TASK GOAL
Every entry must come back exactly as it was written.

AVAILABLE RECORDS
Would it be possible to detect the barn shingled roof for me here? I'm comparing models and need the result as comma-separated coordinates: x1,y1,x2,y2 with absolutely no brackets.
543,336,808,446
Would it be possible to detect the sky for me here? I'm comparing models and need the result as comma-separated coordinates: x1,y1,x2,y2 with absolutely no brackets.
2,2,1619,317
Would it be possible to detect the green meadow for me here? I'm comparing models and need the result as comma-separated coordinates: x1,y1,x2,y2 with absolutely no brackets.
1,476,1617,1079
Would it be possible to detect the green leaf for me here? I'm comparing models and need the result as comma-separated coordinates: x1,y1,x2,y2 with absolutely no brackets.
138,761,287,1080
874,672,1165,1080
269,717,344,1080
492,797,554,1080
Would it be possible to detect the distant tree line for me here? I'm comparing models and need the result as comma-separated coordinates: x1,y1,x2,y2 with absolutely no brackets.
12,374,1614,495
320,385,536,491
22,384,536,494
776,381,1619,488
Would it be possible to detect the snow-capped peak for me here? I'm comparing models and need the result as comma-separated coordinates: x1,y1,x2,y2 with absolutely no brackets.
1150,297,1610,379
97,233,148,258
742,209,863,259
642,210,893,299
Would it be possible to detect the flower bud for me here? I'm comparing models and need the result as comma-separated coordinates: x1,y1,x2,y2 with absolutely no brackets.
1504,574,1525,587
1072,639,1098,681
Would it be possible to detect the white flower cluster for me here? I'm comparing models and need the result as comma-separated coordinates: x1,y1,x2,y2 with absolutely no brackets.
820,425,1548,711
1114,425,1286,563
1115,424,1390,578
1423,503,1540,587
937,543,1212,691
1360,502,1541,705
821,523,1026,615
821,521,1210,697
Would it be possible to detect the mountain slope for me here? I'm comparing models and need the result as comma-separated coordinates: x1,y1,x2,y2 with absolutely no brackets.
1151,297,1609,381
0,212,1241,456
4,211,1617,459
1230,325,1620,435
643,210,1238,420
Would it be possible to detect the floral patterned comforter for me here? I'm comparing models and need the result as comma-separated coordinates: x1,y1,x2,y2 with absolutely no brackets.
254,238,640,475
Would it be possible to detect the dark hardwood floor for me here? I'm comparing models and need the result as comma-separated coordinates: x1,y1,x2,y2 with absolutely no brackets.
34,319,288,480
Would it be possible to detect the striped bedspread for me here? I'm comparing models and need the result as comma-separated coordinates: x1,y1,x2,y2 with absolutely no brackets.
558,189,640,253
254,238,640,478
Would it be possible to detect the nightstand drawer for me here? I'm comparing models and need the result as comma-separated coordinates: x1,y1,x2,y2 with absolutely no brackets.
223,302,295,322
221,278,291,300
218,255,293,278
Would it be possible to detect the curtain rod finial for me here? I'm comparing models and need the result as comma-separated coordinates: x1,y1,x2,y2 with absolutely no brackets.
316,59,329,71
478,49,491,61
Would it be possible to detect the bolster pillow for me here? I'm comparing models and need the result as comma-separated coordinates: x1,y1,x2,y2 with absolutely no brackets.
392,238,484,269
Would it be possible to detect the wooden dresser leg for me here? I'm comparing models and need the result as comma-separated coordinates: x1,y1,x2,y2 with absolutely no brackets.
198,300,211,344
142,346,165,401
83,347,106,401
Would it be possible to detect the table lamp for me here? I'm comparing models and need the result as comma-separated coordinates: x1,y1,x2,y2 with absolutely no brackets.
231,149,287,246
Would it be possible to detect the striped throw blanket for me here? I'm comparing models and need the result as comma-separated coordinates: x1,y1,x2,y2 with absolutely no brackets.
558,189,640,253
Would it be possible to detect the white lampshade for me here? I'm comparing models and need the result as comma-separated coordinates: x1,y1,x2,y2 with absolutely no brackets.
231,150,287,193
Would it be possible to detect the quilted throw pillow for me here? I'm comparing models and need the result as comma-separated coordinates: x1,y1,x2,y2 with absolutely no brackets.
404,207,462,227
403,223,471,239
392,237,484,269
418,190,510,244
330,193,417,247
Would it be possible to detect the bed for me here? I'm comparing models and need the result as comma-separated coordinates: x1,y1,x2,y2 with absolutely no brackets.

THE ANSWER
Would it be possible to detect the barn shingled roof for me here? I'm comparing models and need the result as comma-separated coordinates: x1,y1,x2,y2 with absolutely no brackets.
543,336,808,446
Would it be possible to detect the sky for me here? I'm comparing models and need the result as comma-separated coordinates: x1,y1,x2,y2 with absolutely no brackets.
2,2,1619,317
Would it be possible to detect the green meadow for me here? I'm comparing models and need the result as comma-separated coordinates: x1,y1,x2,y2 with absolutely no brackets.
1,476,1617,1079
Would it be possible to detect the green leaf for me here? I'm comparing models and need the result as comma-separated coordinates: x1,y1,x2,y2 with absolutely no brackets.
138,761,287,1080
874,672,1165,1080
269,717,344,1080
492,797,554,1080
Would it be possible to detect the distant tree line for me here? I'm comparing models and need the result as comma-separated coordinates: x1,y1,x2,y2 with absolutely no brackets.
12,374,1614,495
320,385,536,491
22,384,536,494
776,381,1619,488
Would it be possible to detect the snow-capped peak for me here? I'm comparing models and need the result as comma-separated coordinates: x1,y1,x2,y2 with absolutely no brackets.
1150,297,1610,379
97,233,148,258
742,209,863,259
642,210,893,299
Would it be possible to detect the flower bud for me here? I'm comparing models and need the result as comma-separated coordinates: x1,y1,x2,y2 with absolutely no brackets.
1504,574,1525,587
1072,639,1098,681
Would it be possible to detect the white flower cluster for me here? I'm comparing models and need the result as comma-separated coordinates: x1,y1,x2,y2 with absolutely no brackets.
820,425,1548,711
1114,425,1286,563
1115,424,1390,578
1423,503,1540,587
937,543,1212,691
1360,502,1541,705
821,523,1026,615
821,521,1210,697
Would it be possible to detect the mountain slope for me here? I'm comparing models and need the result as comma-separated coordinates: x1,y1,x2,y2 with absolutely no brackets.
1151,297,1609,381
0,212,1241,456
4,211,1617,459
1230,325,1620,435
643,210,1238,420
Would it be possible to detect the floral patterned comforter for me here? I'm comparing models and need the result as comma-separated coordinates: x1,y1,x2,y2 with absolutely no brackets.
254,238,640,475
Would it be possible to detect the dark hardwood floor for me here? I'm comparing models and need the result as comma-separated coordinates: x1,y1,x2,y2 with absolutely no brackets.
34,319,288,480
Would it be possible to detect the striped bedspread for me here? I'm comparing models and need the result as comma-separated coordinates: x1,y1,x2,y2 with absolutely no brackets.
558,189,640,253
254,238,640,478
Would it be possible to detect the nightstand drawer for me here? I'm comparing models and need the result as comma-separated coordinates: x1,y1,x2,y2 with absolutely no brackets.
223,302,295,322
221,278,291,300
218,255,293,278
Would it be possible to detect the curtain rod finial for me here? I'm comparing models and need the result as comma-separated coordinates: x1,y1,x2,y2 with absolutely no brackets.
316,59,329,71
478,49,491,61
Would it be possible to detect the bolster pillow for me here? I'm comparing models and need the result as comma-separated coordinates: x1,y1,x2,y2 with absolutely no brackets.
392,238,484,269
Would it be possible to detect the wooden dresser leg for me here? I'm comparing models and need the result as comma-separated coordinates: x1,y1,x2,y2 with absolutely no brackets.
198,300,211,344
142,346,165,401
83,347,106,401
Would it be possible to detect the table lamp for me here? I'm comparing models and need the result as comma-separated coordinates: x1,y1,x2,y2 with absolutely no brackets.
231,149,287,246
Would it be possible to detect the striped throw blanket for me here? I'm comparing models and need the result as comma-separated coordinates: x1,y1,x2,y2 with absolutely no brackets.
558,189,640,253
Would it be possible to detect the white lampshade for me here? I'm comparing models and need the result as comma-separated coordinates: x1,y1,x2,y2 with absolutely no brackets.
231,150,287,193
Would it be possible to detect the quilted throw pillow for me here? I'm comparing models and need the result as comma-separated coordinates: x1,y1,x2,y2 with absolutely no brackets.
404,207,462,227
403,223,471,239
392,237,484,269
418,190,510,244
330,193,417,247
Would it be possible to detect the bed for me here? I'm comparing models and need the result as comma-separated coordinates: x1,y1,x2,y2 with absolutely no brackets.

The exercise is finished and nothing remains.